Data ▸

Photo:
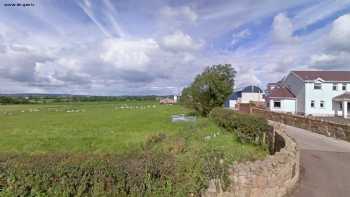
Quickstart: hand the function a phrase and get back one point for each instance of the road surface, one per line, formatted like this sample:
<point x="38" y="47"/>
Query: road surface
<point x="325" y="165"/>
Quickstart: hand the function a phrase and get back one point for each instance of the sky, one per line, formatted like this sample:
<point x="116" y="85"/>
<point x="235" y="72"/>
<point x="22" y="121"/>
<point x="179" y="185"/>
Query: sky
<point x="135" y="47"/>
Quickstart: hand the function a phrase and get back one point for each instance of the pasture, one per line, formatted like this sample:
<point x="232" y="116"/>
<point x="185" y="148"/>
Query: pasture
<point x="108" y="128"/>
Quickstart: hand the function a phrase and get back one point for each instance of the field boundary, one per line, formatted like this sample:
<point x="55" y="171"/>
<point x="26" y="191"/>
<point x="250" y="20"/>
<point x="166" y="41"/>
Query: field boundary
<point x="327" y="128"/>
<point x="274" y="176"/>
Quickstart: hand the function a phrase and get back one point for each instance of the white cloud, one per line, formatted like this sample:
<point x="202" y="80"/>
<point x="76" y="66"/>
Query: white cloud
<point x="240" y="35"/>
<point x="129" y="54"/>
<point x="282" y="29"/>
<point x="180" y="13"/>
<point x="179" y="41"/>
<point x="339" y="37"/>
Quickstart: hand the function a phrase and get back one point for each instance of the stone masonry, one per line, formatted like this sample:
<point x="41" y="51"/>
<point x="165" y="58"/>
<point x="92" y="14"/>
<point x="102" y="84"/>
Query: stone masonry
<point x="275" y="176"/>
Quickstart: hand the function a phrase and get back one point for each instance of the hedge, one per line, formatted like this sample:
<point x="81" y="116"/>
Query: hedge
<point x="249" y="128"/>
<point x="142" y="173"/>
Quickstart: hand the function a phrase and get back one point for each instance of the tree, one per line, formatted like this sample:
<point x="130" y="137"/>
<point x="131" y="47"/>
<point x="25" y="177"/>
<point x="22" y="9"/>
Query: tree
<point x="210" y="88"/>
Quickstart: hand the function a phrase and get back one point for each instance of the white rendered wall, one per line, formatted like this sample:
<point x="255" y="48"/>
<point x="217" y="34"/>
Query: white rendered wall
<point x="287" y="105"/>
<point x="247" y="97"/>
<point x="232" y="104"/>
<point x="325" y="94"/>
<point x="297" y="87"/>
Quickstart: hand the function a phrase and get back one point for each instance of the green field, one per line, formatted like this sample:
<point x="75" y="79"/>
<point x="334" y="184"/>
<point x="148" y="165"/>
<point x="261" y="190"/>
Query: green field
<point x="114" y="127"/>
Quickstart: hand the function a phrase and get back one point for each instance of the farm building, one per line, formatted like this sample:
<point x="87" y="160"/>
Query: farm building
<point x="246" y="95"/>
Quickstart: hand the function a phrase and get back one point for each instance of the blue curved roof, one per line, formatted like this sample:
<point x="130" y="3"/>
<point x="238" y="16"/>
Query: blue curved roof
<point x="255" y="89"/>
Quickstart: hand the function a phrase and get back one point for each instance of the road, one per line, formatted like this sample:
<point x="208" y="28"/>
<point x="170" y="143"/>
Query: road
<point x="325" y="165"/>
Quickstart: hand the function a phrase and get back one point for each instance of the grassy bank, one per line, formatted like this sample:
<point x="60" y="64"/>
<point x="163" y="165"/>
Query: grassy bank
<point x="117" y="148"/>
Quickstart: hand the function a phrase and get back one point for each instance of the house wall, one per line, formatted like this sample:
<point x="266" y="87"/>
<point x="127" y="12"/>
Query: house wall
<point x="251" y="96"/>
<point x="232" y="103"/>
<point x="296" y="86"/>
<point x="287" y="105"/>
<point x="325" y="94"/>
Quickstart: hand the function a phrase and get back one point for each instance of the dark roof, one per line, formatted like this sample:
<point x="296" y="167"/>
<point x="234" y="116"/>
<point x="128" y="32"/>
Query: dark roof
<point x="343" y="97"/>
<point x="255" y="89"/>
<point x="325" y="75"/>
<point x="281" y="92"/>
<point x="235" y="95"/>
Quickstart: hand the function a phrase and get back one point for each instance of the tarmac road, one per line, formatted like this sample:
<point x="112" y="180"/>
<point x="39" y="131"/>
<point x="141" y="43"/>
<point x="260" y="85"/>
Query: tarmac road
<point x="325" y="165"/>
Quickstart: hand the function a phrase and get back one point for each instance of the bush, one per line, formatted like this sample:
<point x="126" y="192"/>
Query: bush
<point x="249" y="128"/>
<point x="135" y="174"/>
<point x="146" y="173"/>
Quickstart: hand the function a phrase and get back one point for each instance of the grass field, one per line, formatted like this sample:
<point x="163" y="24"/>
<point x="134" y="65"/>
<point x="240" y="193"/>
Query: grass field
<point x="113" y="127"/>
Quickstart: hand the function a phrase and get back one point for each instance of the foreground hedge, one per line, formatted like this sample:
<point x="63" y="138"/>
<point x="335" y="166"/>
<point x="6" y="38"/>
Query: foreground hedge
<point x="146" y="173"/>
<point x="249" y="128"/>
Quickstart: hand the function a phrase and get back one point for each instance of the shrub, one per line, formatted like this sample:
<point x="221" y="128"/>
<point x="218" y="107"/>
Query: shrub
<point x="249" y="128"/>
<point x="147" y="173"/>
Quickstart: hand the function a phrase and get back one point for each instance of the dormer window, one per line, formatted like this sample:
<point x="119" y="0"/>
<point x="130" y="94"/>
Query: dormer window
<point x="317" y="86"/>
<point x="335" y="86"/>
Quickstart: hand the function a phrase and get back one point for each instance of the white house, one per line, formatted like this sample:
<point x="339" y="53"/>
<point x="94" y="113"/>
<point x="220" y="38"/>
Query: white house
<point x="246" y="95"/>
<point x="317" y="93"/>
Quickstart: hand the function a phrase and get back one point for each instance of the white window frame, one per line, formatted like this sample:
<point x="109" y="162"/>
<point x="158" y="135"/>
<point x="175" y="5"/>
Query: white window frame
<point x="274" y="106"/>
<point x="318" y="85"/>
<point x="335" y="87"/>
<point x="343" y="87"/>
<point x="321" y="104"/>
<point x="312" y="104"/>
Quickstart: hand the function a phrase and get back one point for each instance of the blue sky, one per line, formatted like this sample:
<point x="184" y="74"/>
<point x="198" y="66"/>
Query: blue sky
<point x="131" y="47"/>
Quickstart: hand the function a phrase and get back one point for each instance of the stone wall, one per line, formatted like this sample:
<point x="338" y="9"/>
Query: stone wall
<point x="273" y="177"/>
<point x="330" y="129"/>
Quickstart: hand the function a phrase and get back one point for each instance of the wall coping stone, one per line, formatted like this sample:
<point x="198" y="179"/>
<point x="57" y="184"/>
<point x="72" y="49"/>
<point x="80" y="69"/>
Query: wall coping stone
<point x="275" y="176"/>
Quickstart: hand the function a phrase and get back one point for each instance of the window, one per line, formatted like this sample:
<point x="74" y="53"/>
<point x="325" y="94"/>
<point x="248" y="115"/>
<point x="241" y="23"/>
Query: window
<point x="335" y="86"/>
<point x="322" y="104"/>
<point x="317" y="86"/>
<point x="277" y="104"/>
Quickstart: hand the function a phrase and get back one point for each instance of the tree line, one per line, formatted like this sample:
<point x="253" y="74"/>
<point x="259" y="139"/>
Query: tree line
<point x="209" y="89"/>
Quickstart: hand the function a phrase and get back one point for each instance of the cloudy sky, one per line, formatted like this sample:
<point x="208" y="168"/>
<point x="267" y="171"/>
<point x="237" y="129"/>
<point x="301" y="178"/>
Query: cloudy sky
<point x="131" y="47"/>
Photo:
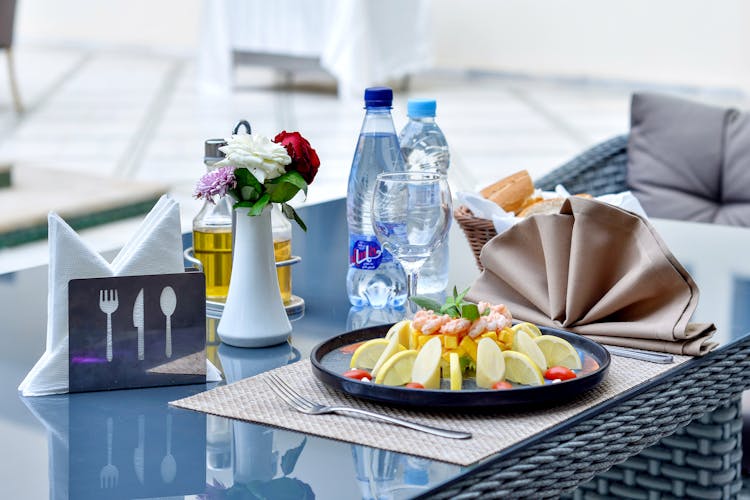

What you are asked to do ▸ List the stretch from the line containing "tree line, one" through the end of the records as a numbered list, omitting blank lines. Keep the pictures out of your answer.

The completed task ▸
1. Quickstart: hand the function a phrase and get back one point for each instance of the tree line, one per line, formatted like this sample:
2. <point x="253" y="74"/>
3. <point x="259" y="139"/>
4. Query: tree line
5. <point x="209" y="89"/>
6. Quickstart: hand the function a phrase and get back one point for each instance of the cloudy sky, one per line, formatted like this sample:
7. <point x="208" y="168"/>
8. <point x="267" y="171"/>
9. <point x="237" y="129"/>
10. <point x="301" y="178"/>
11. Query: cloudy sky
12. <point x="131" y="47"/>
13. Photo:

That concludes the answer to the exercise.